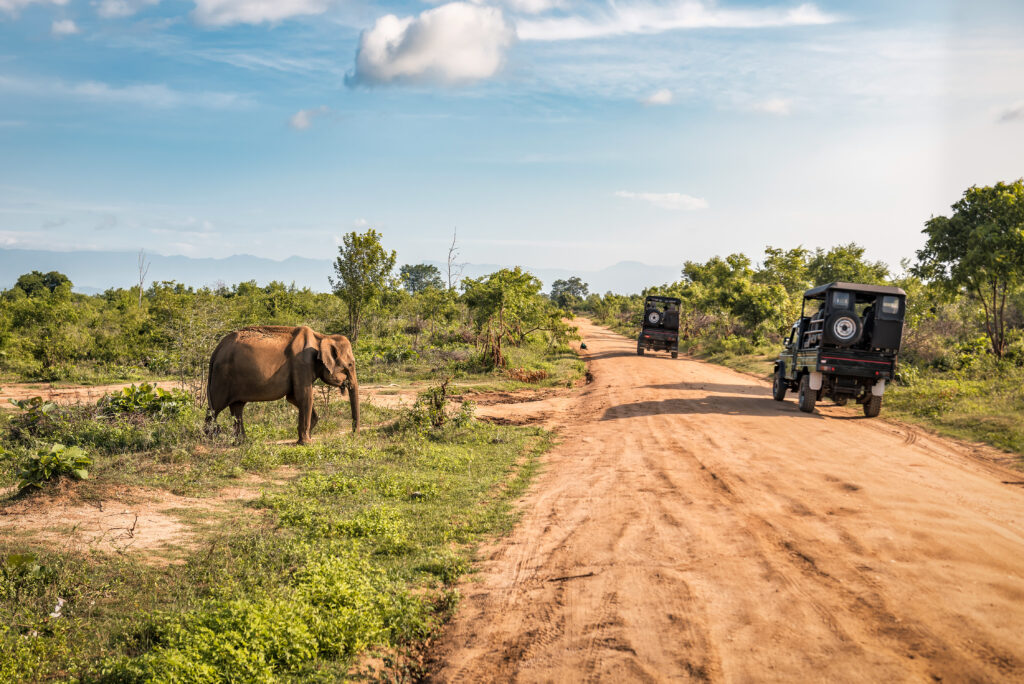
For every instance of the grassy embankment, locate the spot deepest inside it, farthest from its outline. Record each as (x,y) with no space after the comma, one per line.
(345,560)
(982,401)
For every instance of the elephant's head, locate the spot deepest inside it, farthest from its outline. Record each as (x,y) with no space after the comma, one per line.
(337,368)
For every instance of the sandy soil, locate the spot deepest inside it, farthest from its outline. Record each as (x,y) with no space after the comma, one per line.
(138,520)
(689,527)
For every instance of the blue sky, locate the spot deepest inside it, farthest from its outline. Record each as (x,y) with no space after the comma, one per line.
(549,132)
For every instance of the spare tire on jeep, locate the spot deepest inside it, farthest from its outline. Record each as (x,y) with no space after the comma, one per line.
(843,329)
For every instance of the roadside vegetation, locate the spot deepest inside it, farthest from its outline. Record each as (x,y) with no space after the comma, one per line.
(962,364)
(331,561)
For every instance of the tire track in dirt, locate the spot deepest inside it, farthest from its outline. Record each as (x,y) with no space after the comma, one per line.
(698,530)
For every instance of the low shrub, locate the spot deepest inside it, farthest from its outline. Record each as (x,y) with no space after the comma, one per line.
(52,462)
(145,399)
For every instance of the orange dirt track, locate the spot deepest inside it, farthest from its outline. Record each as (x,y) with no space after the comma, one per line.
(689,527)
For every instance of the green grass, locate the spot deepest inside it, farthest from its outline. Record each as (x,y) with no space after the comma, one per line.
(356,553)
(987,408)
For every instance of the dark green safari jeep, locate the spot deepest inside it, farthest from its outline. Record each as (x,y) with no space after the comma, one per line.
(844,346)
(659,329)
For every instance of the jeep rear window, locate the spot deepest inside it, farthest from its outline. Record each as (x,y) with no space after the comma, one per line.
(841,300)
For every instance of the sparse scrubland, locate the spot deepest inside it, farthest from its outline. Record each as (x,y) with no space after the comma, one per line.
(290,563)
(962,364)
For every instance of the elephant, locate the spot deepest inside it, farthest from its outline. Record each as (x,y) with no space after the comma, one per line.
(267,362)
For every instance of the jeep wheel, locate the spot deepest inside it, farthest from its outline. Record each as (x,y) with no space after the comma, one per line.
(807,396)
(872,407)
(843,329)
(778,386)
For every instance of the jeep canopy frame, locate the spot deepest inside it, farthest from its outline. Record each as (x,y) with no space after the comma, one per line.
(659,326)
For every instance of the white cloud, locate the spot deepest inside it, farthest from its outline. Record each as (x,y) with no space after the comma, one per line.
(777,105)
(12,6)
(646,17)
(674,201)
(156,95)
(225,12)
(1013,113)
(529,6)
(64,28)
(452,44)
(663,96)
(118,8)
(303,119)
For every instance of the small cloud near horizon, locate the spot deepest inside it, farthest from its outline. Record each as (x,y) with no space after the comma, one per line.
(672,201)
(453,44)
(780,107)
(64,28)
(1013,113)
(303,119)
(658,97)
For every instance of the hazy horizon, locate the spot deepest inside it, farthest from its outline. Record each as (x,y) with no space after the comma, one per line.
(555,133)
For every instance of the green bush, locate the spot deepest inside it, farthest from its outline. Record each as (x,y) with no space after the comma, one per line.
(145,399)
(337,605)
(50,462)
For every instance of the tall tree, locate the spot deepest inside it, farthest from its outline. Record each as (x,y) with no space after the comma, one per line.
(979,248)
(36,282)
(364,274)
(417,278)
(569,293)
(507,306)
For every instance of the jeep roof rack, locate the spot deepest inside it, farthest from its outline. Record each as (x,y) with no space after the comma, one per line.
(819,292)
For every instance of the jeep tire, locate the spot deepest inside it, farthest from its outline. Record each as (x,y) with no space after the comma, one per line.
(778,385)
(872,407)
(807,396)
(843,329)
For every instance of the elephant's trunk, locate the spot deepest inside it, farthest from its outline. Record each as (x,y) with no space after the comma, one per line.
(353,399)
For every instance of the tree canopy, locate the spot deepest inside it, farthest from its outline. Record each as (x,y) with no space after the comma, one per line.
(569,293)
(36,282)
(364,274)
(417,278)
(980,248)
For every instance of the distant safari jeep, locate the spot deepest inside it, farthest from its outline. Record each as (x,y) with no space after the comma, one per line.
(844,349)
(659,331)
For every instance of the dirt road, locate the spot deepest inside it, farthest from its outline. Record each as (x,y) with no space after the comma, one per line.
(689,527)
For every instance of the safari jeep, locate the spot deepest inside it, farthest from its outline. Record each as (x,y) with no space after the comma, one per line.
(659,331)
(844,349)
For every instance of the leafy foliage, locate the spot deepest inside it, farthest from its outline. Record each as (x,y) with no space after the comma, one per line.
(507,307)
(145,398)
(364,275)
(980,248)
(569,293)
(51,462)
(417,278)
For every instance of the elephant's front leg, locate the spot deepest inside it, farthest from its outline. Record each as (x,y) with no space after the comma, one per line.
(240,426)
(304,401)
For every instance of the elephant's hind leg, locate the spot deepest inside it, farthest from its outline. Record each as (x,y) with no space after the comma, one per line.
(240,426)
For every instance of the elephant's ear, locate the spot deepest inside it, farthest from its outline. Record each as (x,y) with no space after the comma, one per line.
(327,354)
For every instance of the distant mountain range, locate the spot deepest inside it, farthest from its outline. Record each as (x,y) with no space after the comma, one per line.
(93,272)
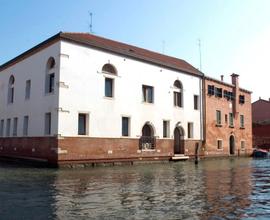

※

Required work: Every line of the listing above is to be repeated exactly, with its pictures left out.

Completed task:
For every instance of the grassy embankment, locate the spot deepest inside it, farthest from its outline. Record each as (x,y) with no space after the comma, one per line.
(345,560)
(982,401)
For every instance of the elephant's head, locate the spot deepest inside it, farthest from its outline. Record each as (x,y) with no space after the comma, one per line.
(337,368)
For every instance of the sandy soil, locate the spot deepest inside it, farthest from its outline. Record each as (x,y) with no space after the comma, one per line.
(138,520)
(689,527)
For every instance of the blue sky, locate the spot deepest inside it, farthest from its outline. Record each as (x,y) with no space after the comma, one per line.
(549,132)
For every instance of the spare tire on jeep, locate the spot deepest inside it, farthest from its outline. Record each as (x,y) with no space after the comma, one per line.
(843,329)
For every instance of the roadside vegetation, locate the spot deepest inside it, farthest from its outline. Record each as (x,y) with no space after the comma, one per line.
(962,364)
(331,561)
For every instance of the tire track in dirt, locate the spot deepest inside it, farthest from its outline. Record each as (x,y) with no space after the comma, one per line.
(698,530)
For every instance of the low shrub, locate the spot deepest inside it, farthest from its outline. Record each as (x,y) with no space after the comma, one per line.
(52,462)
(145,399)
For every instance of the orange dirt track, locate the spot deepest inside it, farthest from its outline. Record each as (x,y) with no space after the comma, one per line.
(689,527)
For every instance of the green grass, locate the spot deepest inside it, farthest from its outline. Record each as (x,y) with no space after the comma, one per line.
(356,553)
(987,408)
For every instance of the dark green safari jeep, locate the spot deepest inside it, farthest from its outline. Record each as (x,y) with no space after the comma, one per line.
(844,346)
(659,329)
For every instance of the jeep rear window, locate the spot deepest inside it, farthest from its outline. Record each as (x,y) with no space after the comma, one per line.
(841,300)
For every instance of the sparse scrubland, locate the spot deepest inside it, farthest from its outline. Record each as (x,y) with no space after the comma, one per line.
(290,563)
(962,364)
For every instance of the elephant, locate the spot deepest inside it, farthest from its outline. Record each as (x,y) with no space after the comma, one per line.
(267,362)
For every instance of the jeep wheel, locate the spot deepest inside it, farthest from its outline. Record each as (x,y) with no space after the comma, one per line.
(807,396)
(872,407)
(843,329)
(778,386)
For every instance of the jeep canopy frame, locate the spot deepest inside it, farthest from its outline. Record each as (x,y) with no space after the comma, one per line.
(659,326)
For every instance of the white cloud, locate the spot deepest inside it, farthest from its outline. Record each as (x,y) with no space after the comma, one per line.
(777,105)
(12,6)
(646,17)
(674,201)
(156,95)
(225,12)
(1013,113)
(529,6)
(64,28)
(452,44)
(663,96)
(118,8)
(303,119)
For every instance of the small cloud near horizon, locate the spot deepest inside it, farthest from its outline. Record each as (x,y) with no space after the comma, one per line.
(672,201)
(453,44)
(780,107)
(64,28)
(1013,113)
(303,119)
(658,97)
For every instance of the hazy horizon, locate the spot deepest inside it, farthest from its outline. Record each as (x,y) with no space after the comma, one per line.
(555,133)
For every instance of the green bush, locate the spot deepest inside it, farthest from its outline. Record each as (x,y) with no space after the comma, one per line.
(145,399)
(337,605)
(50,462)
For every instance of the tall tree, locate the spot deepest inside it, farthest from its outline. Record each as (x,y) with no space after the comma, one per line.
(979,248)
(36,282)
(364,274)
(417,278)
(569,293)
(507,306)
For every instance of the jeep roof rack, locate the spot deepest inside it, farthest from its outline. Record each as (x,y) with no space after the comma, one per line.
(819,292)
For every instance of the jeep tire, locate the spot deepest inside it, farthest from its outline. Record each as (x,y) with no space after the comma, one per line.
(778,385)
(872,407)
(807,396)
(843,329)
For every instance of the elephant's trunk, locate the spot deepest inside it, farthest from its outline. Record each as (x,y) with no space after the comma, one per line.
(353,399)
For every instance of the tree canopy, locate the spot deepest inside it, farthest from its outline. Record each as (x,y) with no space after the comma, one per line.
(569,293)
(36,282)
(364,274)
(417,278)
(980,248)
For every instance of the distant safari jeep, locate the spot deepest inside it, farthest from its outline. Record each as (x,y) with no space after the comma, one per line.
(844,349)
(659,331)
For every instance of the dirt road, locate the spot deepest inside it, farthest from its outline. Record each as (x,y) with no space after the comma, one per line.
(689,527)
For every instance of the safari jeep, locate the spot deepest inside it, farthest from its outline. Record each as (x,y) with no space after the comma, one per line.
(659,331)
(844,349)
For every instance of the leafy foliage, locate the spot deepest inside it, farthest from its outline. Record each as (x,y) with no space after the comma, one per line.
(507,307)
(145,398)
(364,275)
(980,248)
(569,293)
(51,462)
(417,278)
For every instance of the elephant's front leg, locate the spot deepest inside it, farthest from its outline. Record each as (x,y) with no space after the comma, one per line.
(240,426)
(304,401)
For every instance of the elephant's hind leg, locate the spot deepest inside it, farthest from its outline. Record each as (x,y) with no space after the comma, one per line.
(240,426)
For every instance of the elephant's ear, locate the spot deepest inside it, farthest from its outline. Record each as (x,y) with no space after the comma, one per line.
(327,354)
For every instance of the distant mountain range, locate the spot deepest inside it, farthest from its outline. Record each as (x,y) with no space after the comma, one per line.
(93,272)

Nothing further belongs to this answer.